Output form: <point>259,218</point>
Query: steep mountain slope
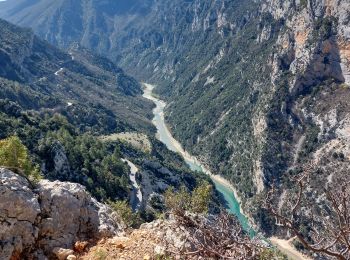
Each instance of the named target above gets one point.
<point>62,106</point>
<point>257,89</point>
<point>80,79</point>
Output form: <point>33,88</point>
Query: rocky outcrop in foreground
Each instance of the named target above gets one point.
<point>45,221</point>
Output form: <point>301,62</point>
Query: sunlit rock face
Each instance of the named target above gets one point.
<point>36,220</point>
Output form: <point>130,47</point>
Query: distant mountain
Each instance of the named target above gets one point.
<point>258,90</point>
<point>90,23</point>
<point>63,105</point>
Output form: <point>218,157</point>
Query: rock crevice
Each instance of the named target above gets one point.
<point>54,215</point>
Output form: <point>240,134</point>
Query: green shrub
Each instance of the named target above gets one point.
<point>15,156</point>
<point>182,200</point>
<point>125,213</point>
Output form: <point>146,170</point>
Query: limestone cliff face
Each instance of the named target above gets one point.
<point>255,89</point>
<point>36,222</point>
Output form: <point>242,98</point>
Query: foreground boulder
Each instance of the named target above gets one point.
<point>34,222</point>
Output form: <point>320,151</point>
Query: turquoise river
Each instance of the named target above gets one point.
<point>165,136</point>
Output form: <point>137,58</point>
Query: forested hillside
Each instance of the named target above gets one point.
<point>63,105</point>
<point>258,90</point>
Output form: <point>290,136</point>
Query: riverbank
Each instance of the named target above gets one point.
<point>228,191</point>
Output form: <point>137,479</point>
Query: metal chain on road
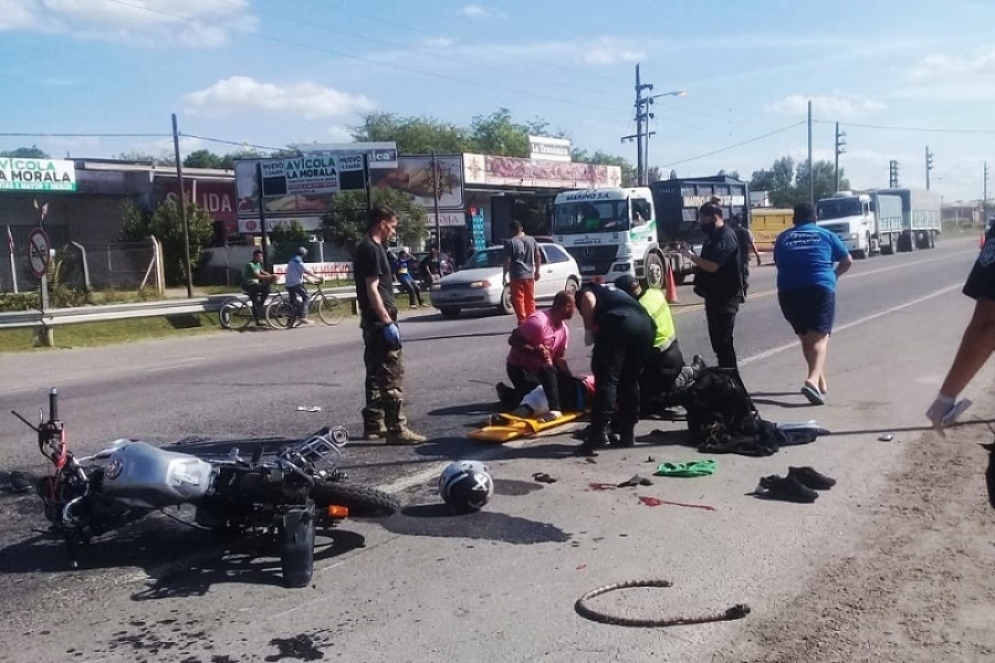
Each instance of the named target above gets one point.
<point>738,611</point>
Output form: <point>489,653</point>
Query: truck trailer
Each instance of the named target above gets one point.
<point>636,230</point>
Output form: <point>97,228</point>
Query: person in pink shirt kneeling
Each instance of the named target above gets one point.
<point>538,355</point>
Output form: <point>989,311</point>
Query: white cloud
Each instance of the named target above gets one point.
<point>979,67</point>
<point>840,107</point>
<point>304,99</point>
<point>204,23</point>
<point>475,11</point>
<point>340,134</point>
<point>607,50</point>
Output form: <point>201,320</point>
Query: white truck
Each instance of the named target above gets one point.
<point>882,221</point>
<point>616,231</point>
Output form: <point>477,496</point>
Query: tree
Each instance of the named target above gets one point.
<point>33,152</point>
<point>202,159</point>
<point>345,224</point>
<point>165,159</point>
<point>825,180</point>
<point>413,135</point>
<point>605,159</point>
<point>166,225</point>
<point>286,239</point>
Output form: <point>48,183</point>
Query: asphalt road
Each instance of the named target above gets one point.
<point>499,585</point>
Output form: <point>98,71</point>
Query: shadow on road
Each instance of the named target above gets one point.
<point>254,561</point>
<point>443,338</point>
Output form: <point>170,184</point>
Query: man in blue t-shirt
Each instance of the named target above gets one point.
<point>809,260</point>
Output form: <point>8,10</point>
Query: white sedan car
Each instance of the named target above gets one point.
<point>478,283</point>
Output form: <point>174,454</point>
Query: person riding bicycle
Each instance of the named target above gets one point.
<point>255,283</point>
<point>297,273</point>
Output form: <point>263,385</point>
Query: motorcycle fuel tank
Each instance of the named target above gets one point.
<point>142,475</point>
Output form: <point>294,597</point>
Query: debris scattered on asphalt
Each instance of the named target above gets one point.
<point>653,501</point>
<point>636,480</point>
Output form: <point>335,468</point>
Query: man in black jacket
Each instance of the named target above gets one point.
<point>718,279</point>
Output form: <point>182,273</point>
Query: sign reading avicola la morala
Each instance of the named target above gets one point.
<point>37,174</point>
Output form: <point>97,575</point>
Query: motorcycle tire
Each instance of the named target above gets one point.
<point>362,501</point>
<point>297,547</point>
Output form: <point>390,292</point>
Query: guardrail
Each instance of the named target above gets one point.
<point>106,312</point>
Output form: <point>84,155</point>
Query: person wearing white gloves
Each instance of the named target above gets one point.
<point>977,343</point>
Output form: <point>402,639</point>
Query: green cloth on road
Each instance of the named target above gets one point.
<point>697,468</point>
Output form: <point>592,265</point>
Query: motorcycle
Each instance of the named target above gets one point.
<point>287,497</point>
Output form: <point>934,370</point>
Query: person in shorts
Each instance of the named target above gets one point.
<point>809,261</point>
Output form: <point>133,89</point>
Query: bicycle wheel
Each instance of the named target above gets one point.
<point>278,314</point>
<point>240,315</point>
<point>329,309</point>
<point>224,314</point>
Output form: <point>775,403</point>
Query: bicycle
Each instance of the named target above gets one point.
<point>282,313</point>
<point>236,313</point>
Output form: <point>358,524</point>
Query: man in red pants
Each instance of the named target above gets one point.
<point>522,260</point>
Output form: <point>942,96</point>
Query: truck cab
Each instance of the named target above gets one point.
<point>851,217</point>
<point>608,231</point>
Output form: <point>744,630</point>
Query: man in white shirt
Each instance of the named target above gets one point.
<point>297,273</point>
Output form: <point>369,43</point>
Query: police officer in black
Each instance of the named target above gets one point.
<point>622,334</point>
<point>718,279</point>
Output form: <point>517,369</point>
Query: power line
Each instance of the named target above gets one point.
<point>731,147</point>
<point>70,135</point>
<point>291,42</point>
<point>901,128</point>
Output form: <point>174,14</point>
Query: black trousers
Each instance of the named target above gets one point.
<point>621,345</point>
<point>661,370</point>
<point>257,292</point>
<point>721,317</point>
<point>524,380</point>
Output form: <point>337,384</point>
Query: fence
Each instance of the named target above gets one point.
<point>114,266</point>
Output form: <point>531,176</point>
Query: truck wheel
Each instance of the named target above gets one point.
<point>297,547</point>
<point>654,271</point>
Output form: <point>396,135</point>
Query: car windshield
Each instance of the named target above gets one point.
<point>838,208</point>
<point>590,217</point>
<point>486,258</point>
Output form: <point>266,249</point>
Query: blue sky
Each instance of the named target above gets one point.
<point>276,72</point>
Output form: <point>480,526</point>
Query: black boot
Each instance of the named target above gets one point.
<point>596,439</point>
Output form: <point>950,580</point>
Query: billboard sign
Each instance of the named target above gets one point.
<point>414,177</point>
<point>37,174</point>
<point>552,149</point>
<point>382,156</point>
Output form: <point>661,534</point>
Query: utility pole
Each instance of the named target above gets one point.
<point>183,209</point>
<point>840,149</point>
<point>929,165</point>
<point>641,136</point>
<point>811,175</point>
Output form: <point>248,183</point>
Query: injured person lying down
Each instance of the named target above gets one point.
<point>575,396</point>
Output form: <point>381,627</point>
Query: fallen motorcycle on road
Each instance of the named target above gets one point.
<point>287,496</point>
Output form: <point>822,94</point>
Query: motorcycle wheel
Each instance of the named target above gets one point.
<point>362,501</point>
<point>297,547</point>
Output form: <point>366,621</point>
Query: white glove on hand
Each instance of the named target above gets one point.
<point>945,410</point>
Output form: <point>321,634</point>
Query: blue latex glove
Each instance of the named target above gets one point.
<point>392,334</point>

### Task directions
Copy every one of the records above word for word, leaving out the pictures.

### Final result
Output form: <point>259,218</point>
Query: steep mountain slope
Each instance of the named target above gets one point.
<point>62,106</point>
<point>257,89</point>
<point>80,79</point>
Output form: <point>33,88</point>
Query: rocky outcrop in foreground
Each instance of the named target above gets one point.
<point>45,221</point>
Output form: <point>301,62</point>
Query: sunlit rock face
Each instance of the named target above gets one point.
<point>36,220</point>
Output form: <point>130,47</point>
Query: distant mountain
Each instance of the named target above gets one point.
<point>258,90</point>
<point>90,23</point>
<point>63,105</point>
Output form: <point>218,157</point>
Query: rock crevice
Each instance of the named target above gets one point.
<point>54,215</point>
Output form: <point>240,134</point>
Query: green shrub
Each instance of the named target above gets one point.
<point>15,156</point>
<point>182,200</point>
<point>125,213</point>
Output form: <point>146,170</point>
Query: limestone cliff face
Each instance of the named target above gets one point.
<point>255,89</point>
<point>36,222</point>
Output form: <point>242,98</point>
Query: foreground boulder
Each instance of the named target above gets one point.
<point>34,222</point>
Output form: <point>320,151</point>
Query: turquoise river
Each instance of the named target above gets one point.
<point>165,136</point>
Output form: <point>137,58</point>
Query: forested hillside
Each instance of the named target above gets one point.
<point>63,105</point>
<point>258,90</point>
Output form: <point>290,136</point>
Query: riverbank
Each instance of the named target above gets one point.
<point>228,191</point>
Output form: <point>137,479</point>
Query: metal chain on road
Each instance of the named target above gets one point.
<point>738,611</point>
Output form: <point>489,653</point>
Query: truck trailer
Each instance of the named target above gets one point.
<point>636,230</point>
Output form: <point>97,228</point>
Query: person in pink shirt kneeling
Each instance of the named target above gets one point.
<point>538,355</point>
Output form: <point>989,311</point>
Query: white cloud
Each instance of the named target above gets one point.
<point>979,67</point>
<point>840,107</point>
<point>304,99</point>
<point>204,23</point>
<point>475,11</point>
<point>340,134</point>
<point>607,50</point>
Output form: <point>201,320</point>
Query: white truck
Each instance of the named target above gets one point.
<point>882,221</point>
<point>616,231</point>
Output form: <point>477,496</point>
Query: tree
Each instance of the named target above gets one point.
<point>33,152</point>
<point>202,159</point>
<point>345,224</point>
<point>165,159</point>
<point>825,180</point>
<point>413,135</point>
<point>605,159</point>
<point>166,225</point>
<point>286,239</point>
Output form: <point>48,183</point>
Query: asphalt road
Each instance of the named target above gets one point.
<point>499,585</point>
Output form: <point>98,71</point>
Query: shadow on road
Each instance of the named target above gets one point.
<point>254,561</point>
<point>443,338</point>
Output form: <point>170,184</point>
Query: man in blue t-shirt
Each instance of the named target above gets one point.
<point>809,260</point>
Output form: <point>8,10</point>
Query: white sedan car
Each instance of the named target above gets one point.
<point>478,283</point>
Output form: <point>174,454</point>
Query: person riding bicycle
Each instance of the named target above gets one point.
<point>255,283</point>
<point>297,273</point>
Output form: <point>263,385</point>
Query: motorcycle fuel tank
Each instance of the named target above gets one point.
<point>142,475</point>
Output form: <point>294,597</point>
Query: debris scattered on asphalt
Each instance of the named target above gets one point.
<point>653,501</point>
<point>636,480</point>
Output form: <point>335,468</point>
Query: man in black jacket
Each instance of the named target above gets one point.
<point>718,279</point>
Output form: <point>182,273</point>
Query: sign reading avicola la morala
Each instance of the named target above gets one point.
<point>37,174</point>
Output form: <point>97,575</point>
Query: motorcycle tire
Each instance of the named target above gets one point.
<point>362,501</point>
<point>297,547</point>
Output form: <point>390,292</point>
Query: guardrail
Each instance of the named target above gets one point.
<point>106,312</point>
Output form: <point>84,155</point>
Query: person wearing white gloves
Each instance of the named target above gets one point.
<point>977,343</point>
Output form: <point>402,639</point>
Query: green cloth on road
Each instance of the named target above gets one point.
<point>697,468</point>
Output form: <point>592,265</point>
Query: motorcycle
Each instance of the named target above gets one point.
<point>287,497</point>
Output form: <point>934,370</point>
Query: person in shorts
Each instance of the named target above gets one point.
<point>809,261</point>
Output form: <point>133,89</point>
Query: bicycle wheel
Each instance of the named target above gets one point.
<point>278,314</point>
<point>240,315</point>
<point>329,309</point>
<point>224,314</point>
Output form: <point>775,403</point>
Query: bicycle
Each instance of the named target above gets one point.
<point>282,313</point>
<point>236,313</point>
Output form: <point>358,524</point>
Query: man in red pants
Each instance of the named target above gets one point.
<point>522,260</point>
Output form: <point>942,96</point>
Query: truck cab
Each instance of the named target above gets one point.
<point>851,217</point>
<point>608,231</point>
Output form: <point>744,630</point>
Query: man in white shirt
Each instance of the named target above gets one point.
<point>297,273</point>
Output form: <point>369,43</point>
Query: police officer in black
Each instance of the named target above gets one point.
<point>622,334</point>
<point>718,279</point>
Output form: <point>517,369</point>
Query: power line
Each instance of the named target above gets one point.
<point>731,147</point>
<point>70,135</point>
<point>291,42</point>
<point>901,128</point>
Output form: <point>174,14</point>
Query: black trousers
Each instance of the named target above gets one point.
<point>621,345</point>
<point>661,370</point>
<point>257,292</point>
<point>721,317</point>
<point>524,380</point>
Output form: <point>337,384</point>
Query: fence
Each instance of the named target above gets one point.
<point>114,266</point>
Output form: <point>531,176</point>
Query: truck wheel
Each instance of the named target above gets one point.
<point>297,547</point>
<point>654,271</point>
Output form: <point>396,135</point>
Query: car windshield
Each instance of the named target above gets one point.
<point>838,208</point>
<point>590,217</point>
<point>486,258</point>
Output form: <point>266,249</point>
Query: blue sky
Each instance of the named target above gets one point.
<point>276,72</point>
Output form: <point>480,526</point>
Query: black boot
Each instance of the named target above gets one point.
<point>596,439</point>
Output form: <point>950,580</point>
Query: billboard sign
Each instance of the named target above gets one point.
<point>414,177</point>
<point>37,174</point>
<point>552,149</point>
<point>382,156</point>
Output form: <point>661,534</point>
Query: utility pole
Each instance of the named target above gets one point.
<point>183,209</point>
<point>840,149</point>
<point>929,165</point>
<point>641,136</point>
<point>811,175</point>
Output form: <point>248,183</point>
Query: injured person lying down
Each instance of the named target above gets one point.
<point>575,396</point>
Output form: <point>381,627</point>
Query: fallen motorcycle on road
Each instance of the named target above gets one point.
<point>287,496</point>
Output form: <point>822,94</point>
Query: motorcycle wheel
Each instance of the named target above gets one point.
<point>362,501</point>
<point>297,547</point>
Output form: <point>366,621</point>
Query: white glove on hand
Each instance of the named target above gets one point.
<point>945,410</point>
Output form: <point>321,634</point>
Query: blue latex glove
Each instance of the named target above gets one point.
<point>392,334</point>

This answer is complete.